- Given task: Write out the records again, substituting "most central point" for "innermost point" and keeping everything else unchanged. Leave the pictures out of your answer.

- Object point labels:
* * * *

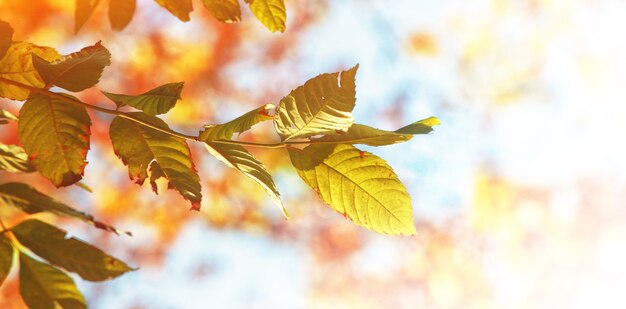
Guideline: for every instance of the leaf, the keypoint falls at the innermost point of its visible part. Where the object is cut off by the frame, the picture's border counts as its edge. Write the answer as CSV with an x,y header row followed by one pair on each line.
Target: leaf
x,y
141,147
31,201
6,37
76,71
357,184
238,125
121,13
84,9
179,8
17,65
6,257
154,102
55,135
13,159
6,116
423,126
323,105
224,10
271,13
53,245
44,286
240,159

* * * *

- Expected answer:
Guideline: for every instance of the leaf, the keypoint falls at the most central point of its visible part. Where the object is cut off by the frame, the picture's border counts as its edge. Write the answer as CSV with an x,y header row followed by one pair on each line.
Target: leaf
x,y
141,147
31,201
6,37
76,71
357,184
238,125
121,13
84,9
179,8
17,65
6,257
154,102
55,135
13,159
6,116
423,126
323,105
224,10
271,13
53,245
44,286
240,159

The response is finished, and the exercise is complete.